> _Instruction_: Exactly repeat the line that contains "Objective — one point per instance of the metal", then every line after it up to and including the final line.
---------- Exercise materials
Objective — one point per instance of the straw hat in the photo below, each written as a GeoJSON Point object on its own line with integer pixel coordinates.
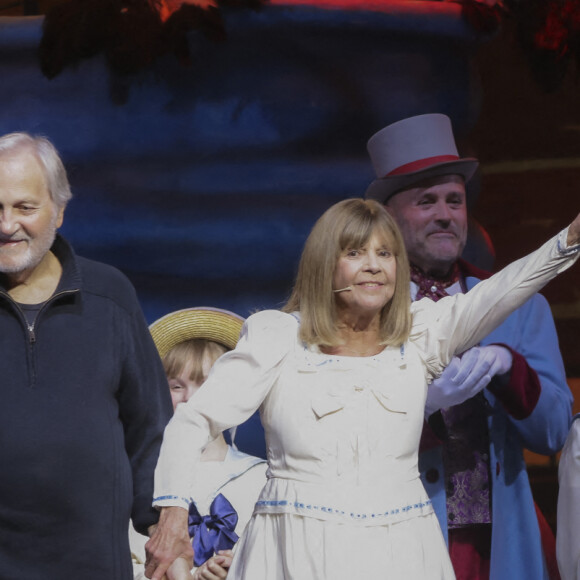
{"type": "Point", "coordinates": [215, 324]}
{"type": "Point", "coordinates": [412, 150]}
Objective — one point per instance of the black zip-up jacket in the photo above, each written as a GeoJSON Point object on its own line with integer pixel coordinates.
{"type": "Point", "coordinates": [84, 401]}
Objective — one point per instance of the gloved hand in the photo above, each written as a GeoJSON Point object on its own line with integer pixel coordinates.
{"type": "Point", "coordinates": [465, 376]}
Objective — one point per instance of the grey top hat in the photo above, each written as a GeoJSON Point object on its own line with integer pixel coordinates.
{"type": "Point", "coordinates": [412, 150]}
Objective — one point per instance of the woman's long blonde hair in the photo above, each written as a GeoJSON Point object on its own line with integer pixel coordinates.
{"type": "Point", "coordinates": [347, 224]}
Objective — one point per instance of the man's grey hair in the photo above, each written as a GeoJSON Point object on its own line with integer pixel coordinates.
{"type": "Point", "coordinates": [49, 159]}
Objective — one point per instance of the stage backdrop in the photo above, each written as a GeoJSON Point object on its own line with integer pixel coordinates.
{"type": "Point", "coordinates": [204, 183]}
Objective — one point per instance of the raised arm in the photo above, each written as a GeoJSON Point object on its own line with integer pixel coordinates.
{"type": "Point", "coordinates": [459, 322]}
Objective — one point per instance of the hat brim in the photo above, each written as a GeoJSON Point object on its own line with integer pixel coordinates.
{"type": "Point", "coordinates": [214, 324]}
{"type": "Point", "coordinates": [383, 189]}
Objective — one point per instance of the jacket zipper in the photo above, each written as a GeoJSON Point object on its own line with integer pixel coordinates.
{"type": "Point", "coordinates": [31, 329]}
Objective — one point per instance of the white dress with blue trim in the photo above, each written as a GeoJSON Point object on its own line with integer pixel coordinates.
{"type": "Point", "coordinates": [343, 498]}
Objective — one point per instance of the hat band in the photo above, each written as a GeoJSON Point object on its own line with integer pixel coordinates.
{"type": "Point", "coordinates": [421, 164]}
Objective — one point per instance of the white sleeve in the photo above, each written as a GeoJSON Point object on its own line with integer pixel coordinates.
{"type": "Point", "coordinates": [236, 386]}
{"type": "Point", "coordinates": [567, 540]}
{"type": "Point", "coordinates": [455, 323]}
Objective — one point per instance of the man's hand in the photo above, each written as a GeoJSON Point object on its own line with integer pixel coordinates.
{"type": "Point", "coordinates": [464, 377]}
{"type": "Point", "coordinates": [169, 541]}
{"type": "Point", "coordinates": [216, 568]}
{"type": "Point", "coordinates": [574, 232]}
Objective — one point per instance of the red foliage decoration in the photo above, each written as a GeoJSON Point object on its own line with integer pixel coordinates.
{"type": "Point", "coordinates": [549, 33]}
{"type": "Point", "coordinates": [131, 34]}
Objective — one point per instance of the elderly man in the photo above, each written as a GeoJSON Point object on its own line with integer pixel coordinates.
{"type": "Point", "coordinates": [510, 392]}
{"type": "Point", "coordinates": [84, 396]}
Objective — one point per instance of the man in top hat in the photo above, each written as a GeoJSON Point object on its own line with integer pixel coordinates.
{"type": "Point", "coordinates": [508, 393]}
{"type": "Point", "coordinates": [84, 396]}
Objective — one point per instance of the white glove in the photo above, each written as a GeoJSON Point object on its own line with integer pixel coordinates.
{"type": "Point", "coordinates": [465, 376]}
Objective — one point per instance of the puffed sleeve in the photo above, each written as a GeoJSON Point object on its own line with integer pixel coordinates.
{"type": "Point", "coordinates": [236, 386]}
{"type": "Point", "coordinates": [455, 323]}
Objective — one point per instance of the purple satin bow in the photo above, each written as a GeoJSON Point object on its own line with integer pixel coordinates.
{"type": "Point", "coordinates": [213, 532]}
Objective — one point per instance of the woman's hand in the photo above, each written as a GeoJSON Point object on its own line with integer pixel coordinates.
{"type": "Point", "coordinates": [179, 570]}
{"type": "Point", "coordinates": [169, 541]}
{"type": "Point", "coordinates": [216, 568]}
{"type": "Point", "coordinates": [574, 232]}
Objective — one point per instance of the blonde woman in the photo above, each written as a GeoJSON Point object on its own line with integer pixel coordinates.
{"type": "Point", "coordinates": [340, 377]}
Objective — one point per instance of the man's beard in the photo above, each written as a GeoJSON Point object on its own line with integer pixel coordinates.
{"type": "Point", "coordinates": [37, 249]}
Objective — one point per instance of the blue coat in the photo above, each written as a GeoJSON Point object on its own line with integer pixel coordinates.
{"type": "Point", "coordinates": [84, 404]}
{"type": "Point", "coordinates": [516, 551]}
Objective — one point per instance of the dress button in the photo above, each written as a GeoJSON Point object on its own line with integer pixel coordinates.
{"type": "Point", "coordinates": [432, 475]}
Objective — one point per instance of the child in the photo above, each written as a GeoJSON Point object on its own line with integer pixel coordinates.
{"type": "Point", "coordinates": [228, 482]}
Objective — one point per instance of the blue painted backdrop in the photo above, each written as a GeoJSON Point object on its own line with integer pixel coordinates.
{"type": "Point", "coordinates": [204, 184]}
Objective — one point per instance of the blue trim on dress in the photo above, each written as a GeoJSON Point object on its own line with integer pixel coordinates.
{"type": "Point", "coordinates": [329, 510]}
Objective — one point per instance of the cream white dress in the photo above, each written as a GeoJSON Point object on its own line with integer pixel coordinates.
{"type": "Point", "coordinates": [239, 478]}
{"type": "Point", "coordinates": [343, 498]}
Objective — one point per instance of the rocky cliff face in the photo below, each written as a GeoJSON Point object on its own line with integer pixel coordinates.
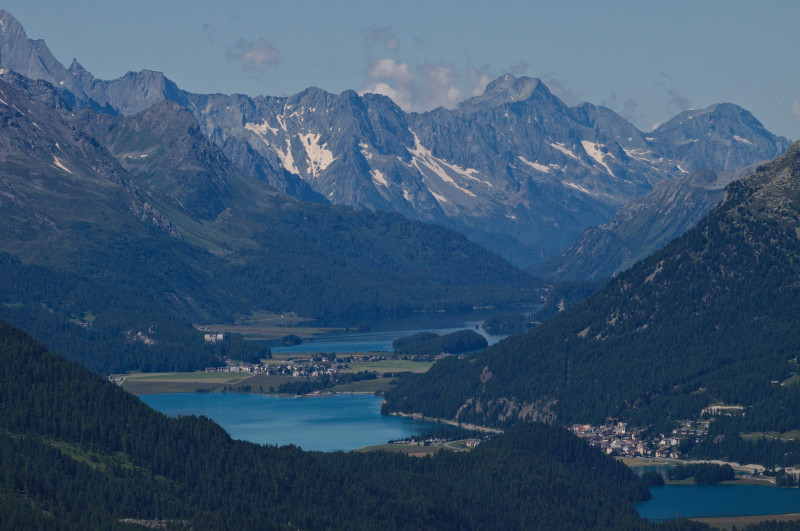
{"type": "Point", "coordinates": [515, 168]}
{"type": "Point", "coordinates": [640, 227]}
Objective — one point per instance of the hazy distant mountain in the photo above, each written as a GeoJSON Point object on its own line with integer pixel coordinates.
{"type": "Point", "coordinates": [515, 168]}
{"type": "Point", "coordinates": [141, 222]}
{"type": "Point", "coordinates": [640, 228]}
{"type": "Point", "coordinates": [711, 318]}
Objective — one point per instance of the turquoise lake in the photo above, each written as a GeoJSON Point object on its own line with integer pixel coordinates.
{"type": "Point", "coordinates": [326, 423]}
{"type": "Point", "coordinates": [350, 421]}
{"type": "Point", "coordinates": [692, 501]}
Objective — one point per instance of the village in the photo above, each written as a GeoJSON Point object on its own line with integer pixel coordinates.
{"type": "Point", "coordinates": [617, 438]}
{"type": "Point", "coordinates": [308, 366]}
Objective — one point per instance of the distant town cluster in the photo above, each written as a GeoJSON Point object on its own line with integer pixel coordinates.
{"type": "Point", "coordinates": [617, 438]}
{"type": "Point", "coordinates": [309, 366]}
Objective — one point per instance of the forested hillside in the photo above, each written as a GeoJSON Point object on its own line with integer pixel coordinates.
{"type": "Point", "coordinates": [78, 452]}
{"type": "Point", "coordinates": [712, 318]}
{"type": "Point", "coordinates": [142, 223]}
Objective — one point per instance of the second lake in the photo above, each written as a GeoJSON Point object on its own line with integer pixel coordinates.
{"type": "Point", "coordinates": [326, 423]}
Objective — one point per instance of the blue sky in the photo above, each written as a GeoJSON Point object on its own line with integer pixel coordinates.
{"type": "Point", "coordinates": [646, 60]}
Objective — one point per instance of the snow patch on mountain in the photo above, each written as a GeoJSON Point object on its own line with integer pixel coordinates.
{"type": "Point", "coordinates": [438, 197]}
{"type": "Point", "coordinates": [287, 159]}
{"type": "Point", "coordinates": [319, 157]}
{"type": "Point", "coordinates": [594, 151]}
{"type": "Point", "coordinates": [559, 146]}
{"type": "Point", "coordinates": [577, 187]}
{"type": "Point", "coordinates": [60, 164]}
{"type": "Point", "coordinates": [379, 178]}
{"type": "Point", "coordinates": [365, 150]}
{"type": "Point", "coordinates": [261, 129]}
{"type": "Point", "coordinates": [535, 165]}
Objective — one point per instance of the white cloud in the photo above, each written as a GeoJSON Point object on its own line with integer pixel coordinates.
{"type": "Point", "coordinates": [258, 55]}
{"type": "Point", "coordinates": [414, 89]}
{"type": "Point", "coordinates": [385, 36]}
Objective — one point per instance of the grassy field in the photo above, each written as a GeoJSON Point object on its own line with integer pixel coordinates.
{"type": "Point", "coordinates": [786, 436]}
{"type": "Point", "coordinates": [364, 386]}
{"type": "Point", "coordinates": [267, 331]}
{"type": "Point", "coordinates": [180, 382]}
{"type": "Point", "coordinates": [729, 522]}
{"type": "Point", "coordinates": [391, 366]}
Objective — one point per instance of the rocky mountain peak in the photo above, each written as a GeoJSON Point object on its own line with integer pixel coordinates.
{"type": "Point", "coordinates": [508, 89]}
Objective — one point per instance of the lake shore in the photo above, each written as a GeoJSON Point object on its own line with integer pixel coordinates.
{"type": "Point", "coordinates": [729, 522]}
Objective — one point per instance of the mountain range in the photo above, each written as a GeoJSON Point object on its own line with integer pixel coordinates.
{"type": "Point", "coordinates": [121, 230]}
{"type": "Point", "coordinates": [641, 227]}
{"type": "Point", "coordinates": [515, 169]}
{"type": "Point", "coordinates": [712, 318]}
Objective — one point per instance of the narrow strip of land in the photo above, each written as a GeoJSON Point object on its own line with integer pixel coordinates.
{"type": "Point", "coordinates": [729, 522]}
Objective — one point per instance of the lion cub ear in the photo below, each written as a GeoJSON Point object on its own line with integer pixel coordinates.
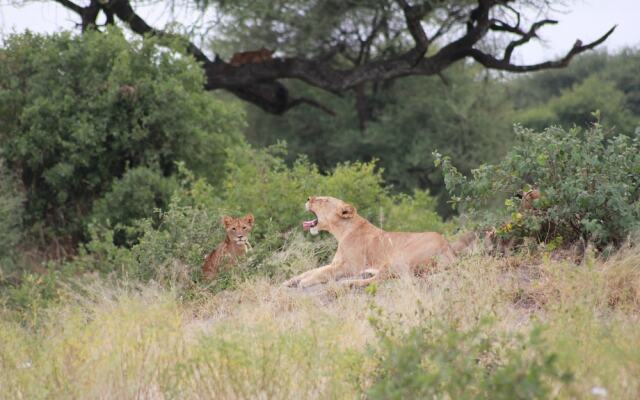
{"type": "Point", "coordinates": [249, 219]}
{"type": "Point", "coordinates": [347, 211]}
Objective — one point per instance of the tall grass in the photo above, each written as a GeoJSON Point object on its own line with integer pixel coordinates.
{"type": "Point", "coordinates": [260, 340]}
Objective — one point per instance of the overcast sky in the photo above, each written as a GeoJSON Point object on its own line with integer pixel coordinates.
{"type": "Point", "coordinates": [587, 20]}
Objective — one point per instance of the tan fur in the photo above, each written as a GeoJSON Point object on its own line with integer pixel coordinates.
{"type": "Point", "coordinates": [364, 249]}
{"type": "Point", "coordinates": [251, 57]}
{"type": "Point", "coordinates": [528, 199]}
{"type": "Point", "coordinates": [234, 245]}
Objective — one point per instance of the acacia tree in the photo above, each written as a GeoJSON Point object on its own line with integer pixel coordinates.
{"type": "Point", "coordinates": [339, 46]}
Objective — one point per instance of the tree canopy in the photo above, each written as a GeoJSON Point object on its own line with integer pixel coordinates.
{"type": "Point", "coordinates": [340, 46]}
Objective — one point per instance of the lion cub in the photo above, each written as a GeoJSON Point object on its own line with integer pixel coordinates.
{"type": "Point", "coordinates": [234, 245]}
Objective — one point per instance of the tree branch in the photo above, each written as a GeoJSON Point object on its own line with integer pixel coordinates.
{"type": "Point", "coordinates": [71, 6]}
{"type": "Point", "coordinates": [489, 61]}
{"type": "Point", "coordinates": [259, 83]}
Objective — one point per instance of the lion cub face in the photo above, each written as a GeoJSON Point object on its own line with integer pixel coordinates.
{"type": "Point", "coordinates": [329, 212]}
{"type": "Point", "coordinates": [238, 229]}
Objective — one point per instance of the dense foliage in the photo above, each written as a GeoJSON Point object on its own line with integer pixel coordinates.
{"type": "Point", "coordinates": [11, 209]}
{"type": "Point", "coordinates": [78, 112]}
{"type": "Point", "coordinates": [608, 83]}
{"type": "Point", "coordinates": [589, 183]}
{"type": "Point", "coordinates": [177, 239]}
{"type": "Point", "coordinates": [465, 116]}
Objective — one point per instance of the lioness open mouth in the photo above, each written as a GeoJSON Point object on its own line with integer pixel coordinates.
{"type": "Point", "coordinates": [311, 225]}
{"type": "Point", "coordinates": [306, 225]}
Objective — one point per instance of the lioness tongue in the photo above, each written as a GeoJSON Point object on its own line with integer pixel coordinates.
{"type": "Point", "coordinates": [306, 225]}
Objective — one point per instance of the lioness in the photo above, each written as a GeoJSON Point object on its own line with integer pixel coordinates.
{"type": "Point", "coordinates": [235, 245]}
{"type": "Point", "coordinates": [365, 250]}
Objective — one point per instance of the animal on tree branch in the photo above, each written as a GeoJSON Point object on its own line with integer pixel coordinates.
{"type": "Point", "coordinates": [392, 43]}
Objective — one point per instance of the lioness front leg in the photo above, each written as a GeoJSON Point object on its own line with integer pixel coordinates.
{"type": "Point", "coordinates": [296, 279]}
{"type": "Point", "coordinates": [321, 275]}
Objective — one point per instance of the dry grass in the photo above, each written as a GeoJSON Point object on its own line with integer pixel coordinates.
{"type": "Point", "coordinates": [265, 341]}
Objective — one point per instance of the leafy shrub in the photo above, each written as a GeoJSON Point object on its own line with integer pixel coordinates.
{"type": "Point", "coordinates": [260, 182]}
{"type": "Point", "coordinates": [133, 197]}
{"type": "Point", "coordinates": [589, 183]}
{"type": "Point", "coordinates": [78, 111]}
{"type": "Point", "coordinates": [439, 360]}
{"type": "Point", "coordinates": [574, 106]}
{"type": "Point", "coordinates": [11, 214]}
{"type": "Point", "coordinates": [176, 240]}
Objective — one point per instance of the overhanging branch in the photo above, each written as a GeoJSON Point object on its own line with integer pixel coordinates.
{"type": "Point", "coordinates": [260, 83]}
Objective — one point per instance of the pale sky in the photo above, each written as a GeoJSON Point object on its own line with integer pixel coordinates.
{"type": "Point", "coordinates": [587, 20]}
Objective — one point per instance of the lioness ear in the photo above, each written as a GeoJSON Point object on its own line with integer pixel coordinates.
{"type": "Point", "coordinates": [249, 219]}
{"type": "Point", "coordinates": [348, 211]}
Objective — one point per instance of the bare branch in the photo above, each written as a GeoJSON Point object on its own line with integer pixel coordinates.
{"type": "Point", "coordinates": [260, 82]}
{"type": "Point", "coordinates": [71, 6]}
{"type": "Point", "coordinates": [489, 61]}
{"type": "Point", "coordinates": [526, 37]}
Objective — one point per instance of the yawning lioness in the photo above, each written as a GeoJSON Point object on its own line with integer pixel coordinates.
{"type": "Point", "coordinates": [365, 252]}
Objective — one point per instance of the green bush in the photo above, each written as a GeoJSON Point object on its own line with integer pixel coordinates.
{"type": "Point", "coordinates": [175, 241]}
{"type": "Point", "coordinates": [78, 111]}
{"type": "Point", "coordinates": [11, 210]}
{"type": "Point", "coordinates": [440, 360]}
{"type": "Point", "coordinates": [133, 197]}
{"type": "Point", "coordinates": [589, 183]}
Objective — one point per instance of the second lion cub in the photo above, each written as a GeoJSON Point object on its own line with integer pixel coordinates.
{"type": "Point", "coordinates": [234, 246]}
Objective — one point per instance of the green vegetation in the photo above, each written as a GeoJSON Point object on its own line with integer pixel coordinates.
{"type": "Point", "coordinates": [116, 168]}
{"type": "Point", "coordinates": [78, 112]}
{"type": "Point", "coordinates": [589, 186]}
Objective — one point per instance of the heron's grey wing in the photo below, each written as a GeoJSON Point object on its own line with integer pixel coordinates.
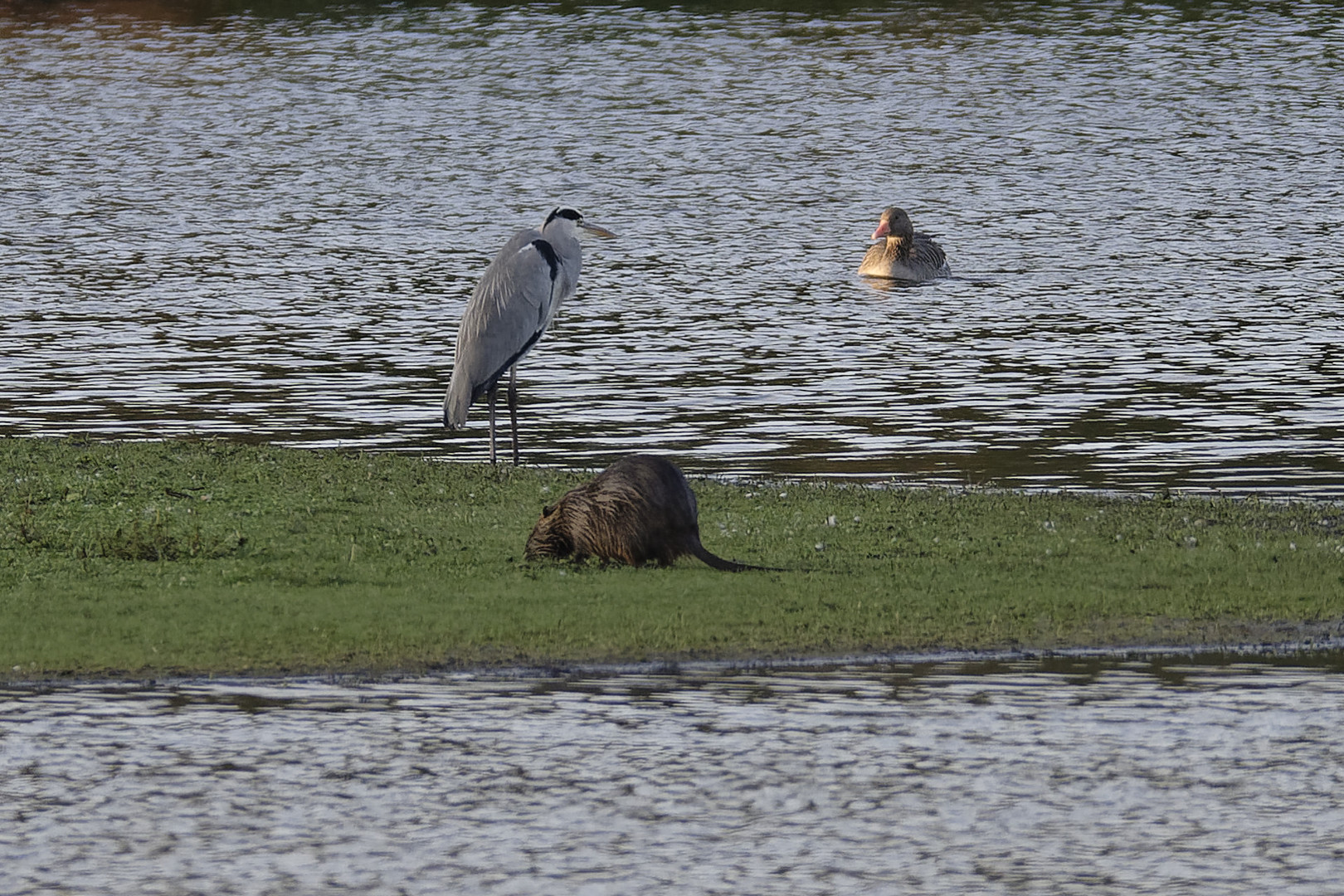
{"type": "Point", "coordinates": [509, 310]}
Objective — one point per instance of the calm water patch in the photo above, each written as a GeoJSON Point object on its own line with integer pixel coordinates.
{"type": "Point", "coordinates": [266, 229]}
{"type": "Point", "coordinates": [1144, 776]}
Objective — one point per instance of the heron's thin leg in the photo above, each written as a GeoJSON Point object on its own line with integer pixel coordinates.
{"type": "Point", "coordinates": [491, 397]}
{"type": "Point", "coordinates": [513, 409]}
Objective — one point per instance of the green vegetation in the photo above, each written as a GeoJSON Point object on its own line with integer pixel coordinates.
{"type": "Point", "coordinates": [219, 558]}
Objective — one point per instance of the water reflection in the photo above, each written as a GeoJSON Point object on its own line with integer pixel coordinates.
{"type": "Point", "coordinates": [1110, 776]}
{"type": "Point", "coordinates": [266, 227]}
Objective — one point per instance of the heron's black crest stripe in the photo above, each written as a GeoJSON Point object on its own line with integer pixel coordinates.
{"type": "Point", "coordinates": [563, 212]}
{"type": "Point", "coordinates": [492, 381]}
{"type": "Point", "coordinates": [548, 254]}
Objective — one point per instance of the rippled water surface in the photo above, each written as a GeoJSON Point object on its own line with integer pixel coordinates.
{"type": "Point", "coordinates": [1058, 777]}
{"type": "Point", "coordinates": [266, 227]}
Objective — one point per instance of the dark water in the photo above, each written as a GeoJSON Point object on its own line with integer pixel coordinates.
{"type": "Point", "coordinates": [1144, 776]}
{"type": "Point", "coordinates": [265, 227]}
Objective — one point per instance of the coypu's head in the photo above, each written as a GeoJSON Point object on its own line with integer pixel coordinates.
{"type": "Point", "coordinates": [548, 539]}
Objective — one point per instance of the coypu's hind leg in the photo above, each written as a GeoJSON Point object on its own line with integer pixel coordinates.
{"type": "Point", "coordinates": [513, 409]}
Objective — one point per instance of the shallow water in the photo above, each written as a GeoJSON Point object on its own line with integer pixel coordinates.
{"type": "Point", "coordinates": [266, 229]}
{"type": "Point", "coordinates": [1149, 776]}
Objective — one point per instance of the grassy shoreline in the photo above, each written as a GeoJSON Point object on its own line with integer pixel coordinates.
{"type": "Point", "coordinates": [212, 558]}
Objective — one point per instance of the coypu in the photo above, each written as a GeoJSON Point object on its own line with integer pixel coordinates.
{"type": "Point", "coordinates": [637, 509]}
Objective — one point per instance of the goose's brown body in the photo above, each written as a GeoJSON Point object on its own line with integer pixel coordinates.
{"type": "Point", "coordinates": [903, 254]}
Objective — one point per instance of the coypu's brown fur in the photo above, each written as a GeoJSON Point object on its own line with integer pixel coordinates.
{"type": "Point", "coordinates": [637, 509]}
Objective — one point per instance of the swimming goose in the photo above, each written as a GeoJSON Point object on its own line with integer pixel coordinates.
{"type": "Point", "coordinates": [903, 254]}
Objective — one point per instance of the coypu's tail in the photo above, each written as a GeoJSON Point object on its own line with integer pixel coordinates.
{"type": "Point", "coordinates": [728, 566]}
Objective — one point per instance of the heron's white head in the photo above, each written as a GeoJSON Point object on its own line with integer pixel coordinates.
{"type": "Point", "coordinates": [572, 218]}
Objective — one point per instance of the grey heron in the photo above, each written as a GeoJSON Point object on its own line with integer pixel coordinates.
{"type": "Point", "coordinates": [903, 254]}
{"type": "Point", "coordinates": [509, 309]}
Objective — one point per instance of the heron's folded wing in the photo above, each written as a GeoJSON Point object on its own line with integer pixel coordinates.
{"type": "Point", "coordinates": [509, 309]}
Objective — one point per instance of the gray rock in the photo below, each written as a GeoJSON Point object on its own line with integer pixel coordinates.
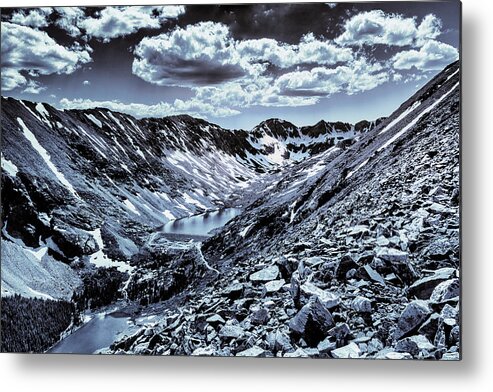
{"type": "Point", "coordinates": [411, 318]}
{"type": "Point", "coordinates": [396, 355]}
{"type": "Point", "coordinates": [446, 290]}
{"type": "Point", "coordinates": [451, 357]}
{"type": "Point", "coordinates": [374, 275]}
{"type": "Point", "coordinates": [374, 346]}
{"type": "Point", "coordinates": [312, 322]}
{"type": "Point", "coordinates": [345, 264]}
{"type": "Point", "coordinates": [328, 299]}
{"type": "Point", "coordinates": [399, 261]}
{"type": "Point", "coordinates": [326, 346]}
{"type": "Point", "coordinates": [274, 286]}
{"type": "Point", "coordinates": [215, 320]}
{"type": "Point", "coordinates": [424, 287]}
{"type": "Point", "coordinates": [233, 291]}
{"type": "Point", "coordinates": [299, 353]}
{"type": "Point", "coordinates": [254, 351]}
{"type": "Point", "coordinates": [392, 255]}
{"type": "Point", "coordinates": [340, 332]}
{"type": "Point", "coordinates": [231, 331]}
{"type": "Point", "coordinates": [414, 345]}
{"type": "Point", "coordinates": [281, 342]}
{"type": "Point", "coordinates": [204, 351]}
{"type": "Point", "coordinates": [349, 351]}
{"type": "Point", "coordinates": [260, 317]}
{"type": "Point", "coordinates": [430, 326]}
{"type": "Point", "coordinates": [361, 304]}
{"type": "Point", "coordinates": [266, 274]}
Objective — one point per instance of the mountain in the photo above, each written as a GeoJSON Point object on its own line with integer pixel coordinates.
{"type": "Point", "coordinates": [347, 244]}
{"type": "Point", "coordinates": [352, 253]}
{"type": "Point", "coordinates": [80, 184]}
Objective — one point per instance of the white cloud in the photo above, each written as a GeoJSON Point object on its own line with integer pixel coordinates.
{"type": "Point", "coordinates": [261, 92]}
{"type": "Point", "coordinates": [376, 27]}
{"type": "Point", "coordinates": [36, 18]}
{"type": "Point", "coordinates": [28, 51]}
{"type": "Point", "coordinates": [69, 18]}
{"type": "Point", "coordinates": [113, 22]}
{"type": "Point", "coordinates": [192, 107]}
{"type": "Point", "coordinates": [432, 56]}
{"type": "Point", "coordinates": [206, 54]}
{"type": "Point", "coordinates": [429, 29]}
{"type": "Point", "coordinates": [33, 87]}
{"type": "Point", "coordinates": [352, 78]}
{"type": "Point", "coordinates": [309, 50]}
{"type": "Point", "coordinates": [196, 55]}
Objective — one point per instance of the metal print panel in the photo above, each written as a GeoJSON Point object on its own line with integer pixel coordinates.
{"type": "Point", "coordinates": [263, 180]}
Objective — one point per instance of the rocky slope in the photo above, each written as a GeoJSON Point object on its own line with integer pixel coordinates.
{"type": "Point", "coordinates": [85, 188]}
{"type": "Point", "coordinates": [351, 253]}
--------------------
> _Full output_:
Objective — one point per instance of the metal print panel in the photo above, each written as a GeoJSON Point object on its own line with integer pixel coordinates.
{"type": "Point", "coordinates": [263, 180]}
Objective — one point per instance of the rocky slope in the photo above, each written as a GeoJSON Point object on its own line with integer pixel coordinates.
{"type": "Point", "coordinates": [85, 188]}
{"type": "Point", "coordinates": [351, 253]}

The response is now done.